Task statement:
Pull out every line of the rows below that contains the word "antenna" and copy each one unchanged.

Exercise input:
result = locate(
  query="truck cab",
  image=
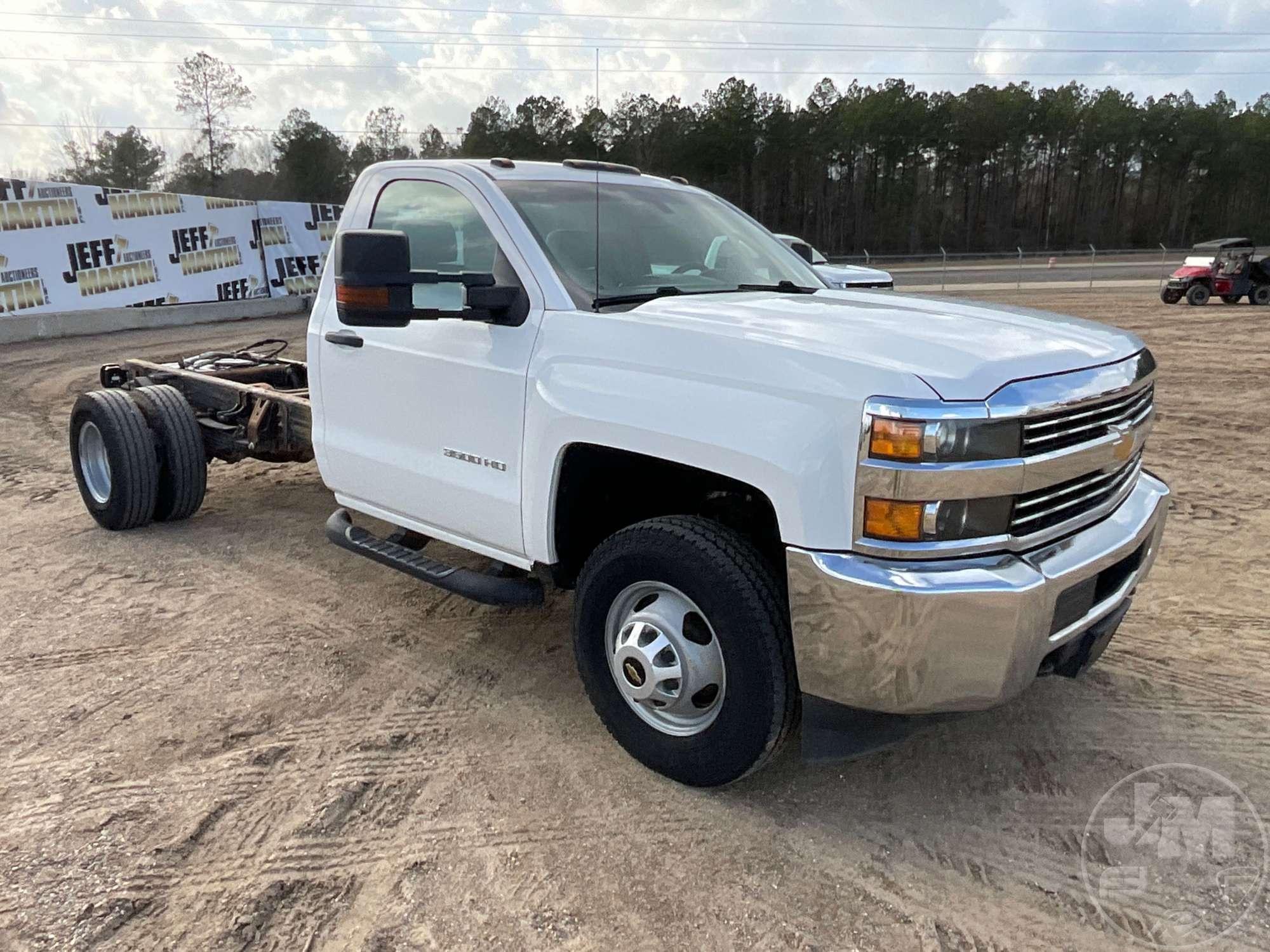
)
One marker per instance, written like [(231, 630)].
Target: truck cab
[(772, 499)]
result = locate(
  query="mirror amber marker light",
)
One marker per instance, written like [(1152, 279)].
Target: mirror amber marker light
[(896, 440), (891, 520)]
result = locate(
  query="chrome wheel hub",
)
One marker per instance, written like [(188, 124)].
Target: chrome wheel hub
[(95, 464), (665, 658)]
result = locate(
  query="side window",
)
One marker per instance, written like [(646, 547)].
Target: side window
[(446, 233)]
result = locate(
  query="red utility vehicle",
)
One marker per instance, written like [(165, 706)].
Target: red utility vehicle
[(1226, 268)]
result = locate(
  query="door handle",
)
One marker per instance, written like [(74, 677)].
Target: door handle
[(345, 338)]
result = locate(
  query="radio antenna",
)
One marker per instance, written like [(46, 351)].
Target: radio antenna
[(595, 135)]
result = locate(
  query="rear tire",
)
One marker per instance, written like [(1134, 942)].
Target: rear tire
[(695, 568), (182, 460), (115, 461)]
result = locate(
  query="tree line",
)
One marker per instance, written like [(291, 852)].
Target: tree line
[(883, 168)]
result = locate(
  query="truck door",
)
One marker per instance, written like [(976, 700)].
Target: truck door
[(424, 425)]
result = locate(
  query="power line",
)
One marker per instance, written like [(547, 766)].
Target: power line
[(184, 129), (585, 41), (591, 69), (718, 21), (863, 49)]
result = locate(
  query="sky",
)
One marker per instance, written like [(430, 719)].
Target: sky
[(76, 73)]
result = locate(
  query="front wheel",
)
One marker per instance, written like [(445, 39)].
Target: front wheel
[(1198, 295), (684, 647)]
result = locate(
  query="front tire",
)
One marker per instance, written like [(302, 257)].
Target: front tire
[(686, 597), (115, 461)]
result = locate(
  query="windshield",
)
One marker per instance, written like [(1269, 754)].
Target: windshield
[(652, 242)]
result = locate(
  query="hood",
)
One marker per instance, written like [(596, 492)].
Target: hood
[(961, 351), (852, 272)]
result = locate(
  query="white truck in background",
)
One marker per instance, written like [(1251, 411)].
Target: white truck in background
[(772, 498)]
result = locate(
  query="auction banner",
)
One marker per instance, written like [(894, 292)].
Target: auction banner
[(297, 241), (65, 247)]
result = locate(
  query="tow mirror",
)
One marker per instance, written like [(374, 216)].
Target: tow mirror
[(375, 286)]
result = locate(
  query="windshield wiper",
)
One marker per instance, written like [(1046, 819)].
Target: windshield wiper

Problem solution:
  query="radio antenna",
Target: radio antenna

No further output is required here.